- **GOAL OF THE EXERCISE**:
Your output must consist solely of the lines from the one containing "Query: front door" through the end of the records, reproduced exactly.

Items from a dataset
Content starts

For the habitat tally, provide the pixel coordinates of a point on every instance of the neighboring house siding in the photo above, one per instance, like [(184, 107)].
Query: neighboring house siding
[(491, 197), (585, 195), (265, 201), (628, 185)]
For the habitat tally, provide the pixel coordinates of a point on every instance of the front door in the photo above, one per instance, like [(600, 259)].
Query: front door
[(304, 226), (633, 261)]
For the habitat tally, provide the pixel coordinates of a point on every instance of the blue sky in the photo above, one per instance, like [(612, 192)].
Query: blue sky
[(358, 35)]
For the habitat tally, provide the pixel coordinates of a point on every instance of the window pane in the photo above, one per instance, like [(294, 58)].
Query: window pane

Content ends

- **EXPECTED OUTPUT**:
Query: front door
[(304, 226), (633, 261)]
For the habitat tally, provide the pixel coordinates of a point on every instance of the blue sky in the photo above, one per instance, like [(612, 192)].
Query: blue sky
[(358, 35)]
For the habitat tally, provide the pixel coordinates of a point on every instance of the window pane in the photo above, one per instance, like [(294, 58)].
Query: window pane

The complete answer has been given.